**Dataset entries**
++++++++++++++++++++

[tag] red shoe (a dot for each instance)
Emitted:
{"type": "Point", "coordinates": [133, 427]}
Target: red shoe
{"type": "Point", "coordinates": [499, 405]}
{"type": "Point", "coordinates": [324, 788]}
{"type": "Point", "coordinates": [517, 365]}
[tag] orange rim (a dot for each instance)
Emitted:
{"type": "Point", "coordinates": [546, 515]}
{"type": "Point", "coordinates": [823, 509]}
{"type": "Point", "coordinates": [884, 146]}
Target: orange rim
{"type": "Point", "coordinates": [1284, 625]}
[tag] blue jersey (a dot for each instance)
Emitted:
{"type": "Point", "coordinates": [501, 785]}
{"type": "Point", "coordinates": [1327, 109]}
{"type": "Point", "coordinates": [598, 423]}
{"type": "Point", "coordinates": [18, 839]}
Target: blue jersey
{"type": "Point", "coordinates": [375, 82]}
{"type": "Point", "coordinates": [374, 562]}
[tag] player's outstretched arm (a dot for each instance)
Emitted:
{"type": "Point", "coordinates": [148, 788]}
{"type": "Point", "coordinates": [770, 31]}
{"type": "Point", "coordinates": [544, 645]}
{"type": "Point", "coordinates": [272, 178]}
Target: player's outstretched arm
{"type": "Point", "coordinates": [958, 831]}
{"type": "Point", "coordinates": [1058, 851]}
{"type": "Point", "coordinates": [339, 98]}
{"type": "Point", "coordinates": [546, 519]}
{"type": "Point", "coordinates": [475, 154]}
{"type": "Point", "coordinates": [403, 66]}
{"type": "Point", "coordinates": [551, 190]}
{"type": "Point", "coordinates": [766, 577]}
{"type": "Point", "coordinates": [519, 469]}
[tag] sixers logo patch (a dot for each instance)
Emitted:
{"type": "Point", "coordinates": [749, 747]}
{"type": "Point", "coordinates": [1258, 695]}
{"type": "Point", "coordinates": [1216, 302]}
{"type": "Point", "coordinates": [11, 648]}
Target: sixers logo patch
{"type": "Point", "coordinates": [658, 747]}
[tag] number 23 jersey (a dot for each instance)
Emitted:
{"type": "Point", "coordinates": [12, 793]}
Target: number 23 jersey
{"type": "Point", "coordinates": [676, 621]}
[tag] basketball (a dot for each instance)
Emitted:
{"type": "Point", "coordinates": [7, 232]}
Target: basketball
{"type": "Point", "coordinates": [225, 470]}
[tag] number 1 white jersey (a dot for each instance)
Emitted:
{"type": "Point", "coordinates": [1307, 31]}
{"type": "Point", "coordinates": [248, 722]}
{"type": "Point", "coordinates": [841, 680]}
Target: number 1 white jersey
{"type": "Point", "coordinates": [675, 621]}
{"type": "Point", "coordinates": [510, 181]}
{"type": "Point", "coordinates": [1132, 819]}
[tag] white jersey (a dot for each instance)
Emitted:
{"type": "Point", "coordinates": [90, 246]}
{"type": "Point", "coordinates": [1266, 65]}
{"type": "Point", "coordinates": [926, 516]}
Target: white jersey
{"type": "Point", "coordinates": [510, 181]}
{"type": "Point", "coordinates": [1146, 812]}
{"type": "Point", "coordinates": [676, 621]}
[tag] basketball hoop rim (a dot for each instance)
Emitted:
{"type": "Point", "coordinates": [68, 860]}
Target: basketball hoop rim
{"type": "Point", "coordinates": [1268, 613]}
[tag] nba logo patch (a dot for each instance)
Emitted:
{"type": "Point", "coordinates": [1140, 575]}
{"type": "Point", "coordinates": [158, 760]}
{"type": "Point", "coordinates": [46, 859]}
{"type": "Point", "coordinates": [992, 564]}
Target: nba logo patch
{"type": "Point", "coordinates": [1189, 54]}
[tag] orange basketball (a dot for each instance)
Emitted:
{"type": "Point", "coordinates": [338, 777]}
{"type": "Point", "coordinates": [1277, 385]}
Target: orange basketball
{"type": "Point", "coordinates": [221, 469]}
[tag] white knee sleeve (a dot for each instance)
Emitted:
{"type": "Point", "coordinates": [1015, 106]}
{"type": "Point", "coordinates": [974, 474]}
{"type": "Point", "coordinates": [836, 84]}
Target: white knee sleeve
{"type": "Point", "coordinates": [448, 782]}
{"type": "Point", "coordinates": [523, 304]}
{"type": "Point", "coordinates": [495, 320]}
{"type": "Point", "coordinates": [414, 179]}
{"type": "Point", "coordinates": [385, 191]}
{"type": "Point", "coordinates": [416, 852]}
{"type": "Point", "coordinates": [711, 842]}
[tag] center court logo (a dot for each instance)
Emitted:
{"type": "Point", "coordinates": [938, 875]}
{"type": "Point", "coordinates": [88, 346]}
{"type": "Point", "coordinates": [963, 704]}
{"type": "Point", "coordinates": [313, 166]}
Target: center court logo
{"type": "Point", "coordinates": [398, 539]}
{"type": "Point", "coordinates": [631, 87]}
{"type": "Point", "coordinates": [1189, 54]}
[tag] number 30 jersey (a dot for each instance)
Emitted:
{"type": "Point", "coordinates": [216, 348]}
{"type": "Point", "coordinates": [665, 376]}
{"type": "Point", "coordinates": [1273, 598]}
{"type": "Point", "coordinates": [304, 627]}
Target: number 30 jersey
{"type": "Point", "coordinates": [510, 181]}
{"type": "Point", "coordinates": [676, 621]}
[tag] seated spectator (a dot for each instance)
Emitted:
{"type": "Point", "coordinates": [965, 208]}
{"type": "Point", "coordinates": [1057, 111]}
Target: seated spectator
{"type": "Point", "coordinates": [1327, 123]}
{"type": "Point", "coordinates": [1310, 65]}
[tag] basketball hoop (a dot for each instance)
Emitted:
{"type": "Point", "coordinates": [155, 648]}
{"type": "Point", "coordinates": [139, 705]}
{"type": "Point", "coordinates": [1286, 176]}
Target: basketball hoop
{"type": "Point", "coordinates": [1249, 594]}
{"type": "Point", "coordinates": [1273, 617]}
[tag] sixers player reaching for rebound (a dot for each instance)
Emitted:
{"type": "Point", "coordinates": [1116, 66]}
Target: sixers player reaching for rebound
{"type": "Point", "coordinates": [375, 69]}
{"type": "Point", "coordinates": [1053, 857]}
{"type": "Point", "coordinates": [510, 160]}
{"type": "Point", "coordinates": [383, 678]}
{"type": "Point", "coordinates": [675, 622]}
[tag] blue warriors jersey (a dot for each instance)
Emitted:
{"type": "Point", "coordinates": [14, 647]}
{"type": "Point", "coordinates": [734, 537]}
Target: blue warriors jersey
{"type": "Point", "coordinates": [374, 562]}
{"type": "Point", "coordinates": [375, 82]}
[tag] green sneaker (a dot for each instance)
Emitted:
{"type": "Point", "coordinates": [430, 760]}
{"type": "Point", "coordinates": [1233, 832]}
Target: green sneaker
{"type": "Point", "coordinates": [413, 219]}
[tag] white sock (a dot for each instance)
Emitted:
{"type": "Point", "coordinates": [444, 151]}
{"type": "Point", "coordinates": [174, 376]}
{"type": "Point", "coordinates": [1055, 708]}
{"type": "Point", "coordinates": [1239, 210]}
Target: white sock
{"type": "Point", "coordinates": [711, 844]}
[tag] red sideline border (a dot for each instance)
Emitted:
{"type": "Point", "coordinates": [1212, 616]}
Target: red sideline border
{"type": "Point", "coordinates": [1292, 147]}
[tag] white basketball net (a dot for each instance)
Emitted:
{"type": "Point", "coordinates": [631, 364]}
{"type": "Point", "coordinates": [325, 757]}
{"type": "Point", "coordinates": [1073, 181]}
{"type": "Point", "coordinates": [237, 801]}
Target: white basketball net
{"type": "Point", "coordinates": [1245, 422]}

++++++++++++++++++++

**Activity**
The complete data above is to be written out again as it stands.

**Response area**
[tag] red shoe (a dot for each instance)
Emitted:
{"type": "Point", "coordinates": [133, 427]}
Target: red shoe
{"type": "Point", "coordinates": [499, 405]}
{"type": "Point", "coordinates": [324, 788]}
{"type": "Point", "coordinates": [517, 365]}
[tag] orange rim (a dot for each instance)
Emitted:
{"type": "Point", "coordinates": [546, 515]}
{"type": "Point", "coordinates": [823, 509]}
{"type": "Point", "coordinates": [884, 146]}
Target: orange rim
{"type": "Point", "coordinates": [1284, 625]}
[tag] blue jersey (a dot for each instance)
Emitted:
{"type": "Point", "coordinates": [501, 785]}
{"type": "Point", "coordinates": [1327, 109]}
{"type": "Point", "coordinates": [598, 423]}
{"type": "Point", "coordinates": [18, 839]}
Target: blue jersey
{"type": "Point", "coordinates": [375, 82]}
{"type": "Point", "coordinates": [374, 562]}
[tag] player's outstretched arm (a dot for each instance)
Emitted:
{"type": "Point", "coordinates": [148, 788]}
{"type": "Point", "coordinates": [770, 31]}
{"type": "Point", "coordinates": [544, 645]}
{"type": "Point", "coordinates": [272, 178]}
Target: player's outstretched arm
{"type": "Point", "coordinates": [958, 831]}
{"type": "Point", "coordinates": [1058, 851]}
{"type": "Point", "coordinates": [339, 98]}
{"type": "Point", "coordinates": [546, 519]}
{"type": "Point", "coordinates": [475, 154]}
{"type": "Point", "coordinates": [403, 66]}
{"type": "Point", "coordinates": [551, 190]}
{"type": "Point", "coordinates": [766, 577]}
{"type": "Point", "coordinates": [519, 469]}
[tag] sixers logo patch (a dot for each instance)
Emitted:
{"type": "Point", "coordinates": [749, 747]}
{"type": "Point", "coordinates": [1258, 695]}
{"type": "Point", "coordinates": [1216, 302]}
{"type": "Point", "coordinates": [11, 648]}
Target: sixers logo patch
{"type": "Point", "coordinates": [658, 747]}
[tag] number 23 jersey (a dot for each instance)
Emitted:
{"type": "Point", "coordinates": [12, 793]}
Target: number 23 jersey
{"type": "Point", "coordinates": [676, 621]}
[tag] basketball (a dot for each instance)
Emitted:
{"type": "Point", "coordinates": [7, 232]}
Target: basketball
{"type": "Point", "coordinates": [225, 470]}
[tag] number 1 white jersey (a dot for each instance)
Emitted:
{"type": "Point", "coordinates": [1307, 31]}
{"type": "Point", "coordinates": [248, 722]}
{"type": "Point", "coordinates": [841, 680]}
Target: number 1 white jersey
{"type": "Point", "coordinates": [675, 621]}
{"type": "Point", "coordinates": [510, 181]}
{"type": "Point", "coordinates": [1132, 819]}
[tag] white jersey (a dot for each instance)
Emitted:
{"type": "Point", "coordinates": [90, 246]}
{"type": "Point", "coordinates": [1266, 65]}
{"type": "Point", "coordinates": [926, 516]}
Target: white jersey
{"type": "Point", "coordinates": [510, 181]}
{"type": "Point", "coordinates": [1146, 812]}
{"type": "Point", "coordinates": [676, 621]}
[tag] basketball hoop rim (a dot for each instance)
Emitted:
{"type": "Point", "coordinates": [68, 860]}
Target: basketball hoop rim
{"type": "Point", "coordinates": [1268, 613]}
[tag] nba logo patch (a dot for each instance)
Emitted:
{"type": "Point", "coordinates": [1140, 575]}
{"type": "Point", "coordinates": [158, 760]}
{"type": "Point", "coordinates": [46, 859]}
{"type": "Point", "coordinates": [992, 564]}
Target: nba logo patch
{"type": "Point", "coordinates": [1189, 54]}
[tag] orange basketball (a dot for each instance)
Emitted:
{"type": "Point", "coordinates": [338, 777]}
{"type": "Point", "coordinates": [1277, 385]}
Target: orange basketball
{"type": "Point", "coordinates": [221, 469]}
[tag] white knee sleeve (a dot for each instance)
Emitted:
{"type": "Point", "coordinates": [1015, 106]}
{"type": "Point", "coordinates": [974, 474]}
{"type": "Point", "coordinates": [836, 84]}
Target: white knee sleeve
{"type": "Point", "coordinates": [448, 782]}
{"type": "Point", "coordinates": [523, 304]}
{"type": "Point", "coordinates": [495, 320]}
{"type": "Point", "coordinates": [414, 179]}
{"type": "Point", "coordinates": [385, 191]}
{"type": "Point", "coordinates": [416, 852]}
{"type": "Point", "coordinates": [711, 842]}
[tag] center court logo (a dot for each instance)
Emitted:
{"type": "Point", "coordinates": [938, 875]}
{"type": "Point", "coordinates": [88, 346]}
{"type": "Point", "coordinates": [963, 704]}
{"type": "Point", "coordinates": [313, 166]}
Target: center court logo
{"type": "Point", "coordinates": [398, 539]}
{"type": "Point", "coordinates": [631, 87]}
{"type": "Point", "coordinates": [1189, 54]}
[tag] number 30 jersey (a dot for each instance)
Emitted:
{"type": "Point", "coordinates": [216, 348]}
{"type": "Point", "coordinates": [665, 376]}
{"type": "Point", "coordinates": [1273, 598]}
{"type": "Point", "coordinates": [304, 627]}
Target: number 30 jersey
{"type": "Point", "coordinates": [510, 181]}
{"type": "Point", "coordinates": [676, 621]}
[tag] seated spectator (a dot for each instance)
Emitted:
{"type": "Point", "coordinates": [965, 208]}
{"type": "Point", "coordinates": [1057, 111]}
Target: seated spectator
{"type": "Point", "coordinates": [1327, 123]}
{"type": "Point", "coordinates": [1310, 65]}
[tag] basketball hoop (a dot for each instance)
Emitted:
{"type": "Point", "coordinates": [155, 648]}
{"type": "Point", "coordinates": [139, 705]}
{"type": "Point", "coordinates": [1286, 176]}
Target: basketball hoop
{"type": "Point", "coordinates": [1249, 594]}
{"type": "Point", "coordinates": [1273, 617]}
[tag] sixers player reaching for rebound (a dot for each instance)
Emitted:
{"type": "Point", "coordinates": [1116, 66]}
Target: sixers player reaching for rebound
{"type": "Point", "coordinates": [375, 69]}
{"type": "Point", "coordinates": [1053, 857]}
{"type": "Point", "coordinates": [510, 160]}
{"type": "Point", "coordinates": [383, 678]}
{"type": "Point", "coordinates": [675, 622]}
[tag] blue warriors jersey (a dot for each instance)
Emitted:
{"type": "Point", "coordinates": [14, 647]}
{"type": "Point", "coordinates": [734, 537]}
Target: blue warriors jersey
{"type": "Point", "coordinates": [374, 562]}
{"type": "Point", "coordinates": [375, 82]}
[tag] green sneaker (a dot for each instance)
Emitted:
{"type": "Point", "coordinates": [430, 760]}
{"type": "Point", "coordinates": [1233, 832]}
Target: green sneaker
{"type": "Point", "coordinates": [413, 219]}
[tag] white sock (a dot for each instance)
Emitted:
{"type": "Point", "coordinates": [444, 151]}
{"type": "Point", "coordinates": [174, 376]}
{"type": "Point", "coordinates": [1055, 708]}
{"type": "Point", "coordinates": [1239, 210]}
Target: white sock
{"type": "Point", "coordinates": [711, 844]}
[tag] red sideline border (a dot for each instance)
Emitted:
{"type": "Point", "coordinates": [1212, 616]}
Target: red sideline border
{"type": "Point", "coordinates": [1292, 147]}
[tag] white basketball net (a dot for each instance)
Emitted:
{"type": "Point", "coordinates": [631, 364]}
{"type": "Point", "coordinates": [325, 757]}
{"type": "Point", "coordinates": [1073, 181]}
{"type": "Point", "coordinates": [237, 801]}
Target: white basketball net
{"type": "Point", "coordinates": [1245, 422]}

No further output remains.